Copy every line of the records below, requests included, but multiply each x and y coordinate in the answers by 0.55 and round to the nearest whole number, with halves rounding up. Leave the sample coordinates inside the requests as they are.

• _Rows from a dataset_
==========

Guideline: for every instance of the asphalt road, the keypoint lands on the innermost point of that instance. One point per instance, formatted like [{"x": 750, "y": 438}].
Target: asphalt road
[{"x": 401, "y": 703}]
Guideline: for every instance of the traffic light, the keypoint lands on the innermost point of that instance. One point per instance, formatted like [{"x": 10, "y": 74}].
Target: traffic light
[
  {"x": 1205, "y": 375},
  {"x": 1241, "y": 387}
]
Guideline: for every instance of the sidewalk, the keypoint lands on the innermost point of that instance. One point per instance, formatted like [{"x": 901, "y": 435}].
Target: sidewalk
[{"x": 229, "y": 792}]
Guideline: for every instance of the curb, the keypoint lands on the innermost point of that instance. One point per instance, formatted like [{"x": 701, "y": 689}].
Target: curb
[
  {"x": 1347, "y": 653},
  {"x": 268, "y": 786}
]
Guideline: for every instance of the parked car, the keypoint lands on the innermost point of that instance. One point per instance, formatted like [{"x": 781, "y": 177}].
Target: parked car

==========

• _Exercise response_
Guideline: for every instance of the asphalt road, the keypoint lands on the innermost point of that instance. One point per instance, formatted like [{"x": 750, "y": 438}].
Target: asphalt road
[{"x": 221, "y": 387}]
Guideline: for every instance of the traffic light, the keypoint lands on the innermost point of that instance. One point per instance, formatted like [{"x": 10, "y": 74}].
Target: traffic light
[
  {"x": 663, "y": 206},
  {"x": 683, "y": 213}
]
Guideline: for every instance of the sidewalk, the keypoint lands on the innermost point of that instance. One point per instance, formatted like [{"x": 901, "y": 435}].
Target: sidewalk
[{"x": 126, "y": 436}]
Guideline: for every instance of the curb, the keypoint lands on the innermost point of that instance. One point per instance, formatted like [{"x": 701, "y": 689}].
Target: curb
[
  {"x": 741, "y": 359},
  {"x": 147, "y": 432}
]
Guideline: for every instance of the parked car, the keypoint lands on the innermost point of that instance. One point per instance, formatted like [{"x": 781, "y": 177}].
Target: parked car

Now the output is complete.